[Opening SOURCE DATA section]

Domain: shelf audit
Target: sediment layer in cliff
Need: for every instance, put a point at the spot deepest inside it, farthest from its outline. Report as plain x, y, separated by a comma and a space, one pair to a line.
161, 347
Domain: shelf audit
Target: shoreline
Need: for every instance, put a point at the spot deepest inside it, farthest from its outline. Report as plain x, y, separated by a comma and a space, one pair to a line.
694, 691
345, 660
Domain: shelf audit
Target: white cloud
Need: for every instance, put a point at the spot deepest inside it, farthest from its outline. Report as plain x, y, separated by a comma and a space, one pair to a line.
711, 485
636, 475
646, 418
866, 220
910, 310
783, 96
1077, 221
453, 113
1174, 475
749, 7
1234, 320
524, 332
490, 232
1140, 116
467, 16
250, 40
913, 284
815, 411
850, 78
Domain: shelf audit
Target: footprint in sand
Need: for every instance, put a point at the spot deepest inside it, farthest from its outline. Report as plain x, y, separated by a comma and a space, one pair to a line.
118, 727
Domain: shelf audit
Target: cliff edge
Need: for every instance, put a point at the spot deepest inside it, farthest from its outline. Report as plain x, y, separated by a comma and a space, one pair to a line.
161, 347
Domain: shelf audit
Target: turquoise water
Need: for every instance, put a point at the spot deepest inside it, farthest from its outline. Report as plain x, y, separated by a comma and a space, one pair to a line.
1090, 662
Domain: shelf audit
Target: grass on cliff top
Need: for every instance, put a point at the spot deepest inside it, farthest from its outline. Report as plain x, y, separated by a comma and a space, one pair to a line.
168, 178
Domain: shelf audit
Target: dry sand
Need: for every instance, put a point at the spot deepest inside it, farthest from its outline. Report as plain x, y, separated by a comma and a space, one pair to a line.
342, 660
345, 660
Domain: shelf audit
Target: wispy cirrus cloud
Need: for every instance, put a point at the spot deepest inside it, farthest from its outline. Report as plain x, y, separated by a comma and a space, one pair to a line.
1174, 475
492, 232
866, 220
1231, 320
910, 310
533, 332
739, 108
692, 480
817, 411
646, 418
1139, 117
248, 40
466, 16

[Closing SOURCE DATA section]

■ PROBLEM DETAILS ■
Go through the records above and copy each one exactly.

■ WRITTEN SOLUTION ■
Domain: shelf audit
Target: sediment layer in cliff
Need: for every instance, put a point at the spot deepest inside it, farthest from its outline. Report as plain x, y, separated by a comma and a space, one pair to a line.
161, 347
Domain: shelf audit
Target: shoreline
Need: for every instance, put a point at the spot deepest inside it, farthest from its outline. Report as plain x, y, separated by a comma and a space, one pair to a line.
694, 691
345, 660
Domain: shelf audit
Target: white cloud
Need: for every instance, put a point at the spot deepest inside it, farthest from its outline. Report as plain x, y, separated by a comma and a space, one pair to a line.
711, 485
636, 475
646, 418
866, 220
910, 310
783, 96
1077, 221
453, 113
1174, 475
749, 7
1234, 320
524, 332
490, 232
1140, 116
467, 16
250, 40
913, 284
815, 411
850, 78
Domain: shelf audit
Target: footprint in sand
Need: for every instance, put a point at the spot deepest inside it, farthest from its outline. Report as plain x, y, separated by a comma and a space, one pair to a line.
118, 727
Domain: shelf audit
Target: cliff edge
Need: for every instance, put a point at the spot deepest inside it, farthest from its outline. Report as plain x, y, separated by a comma and a space, one pair to a line.
161, 347
Domain: shelf audit
Target: turquoise water
Need: for every instance, put a point at the spot deepest inside it, farthest from its outline. Report as plain x, y, separated by a comma and a space, one pair to a line.
1090, 662
Domain: shelf audit
Target: grass on cliff top
Need: for every instance, put a point at the spot deepest inside it, farthest from its outline. Report as plain x, y, separated by a comma and a space, one pair to a line.
168, 178
Domain: shelf audit
Target: dry sand
Need: for every instance, put a point at the spot deepest inside it, farthest from its outline. Report as plain x, y, separated by a comma and a space, one pair to a line.
342, 660
345, 660
Domain: shelf audit
Target: wispy cirrus cloud
Need: for every instance, put a point at the spot deepest inside it, farthest from its outline. Report as plain x, y, separated by a comma and a space, one pair to a line.
1174, 475
492, 232
866, 220
1231, 320
910, 310
533, 332
739, 108
692, 480
817, 411
646, 418
1139, 117
248, 40
466, 16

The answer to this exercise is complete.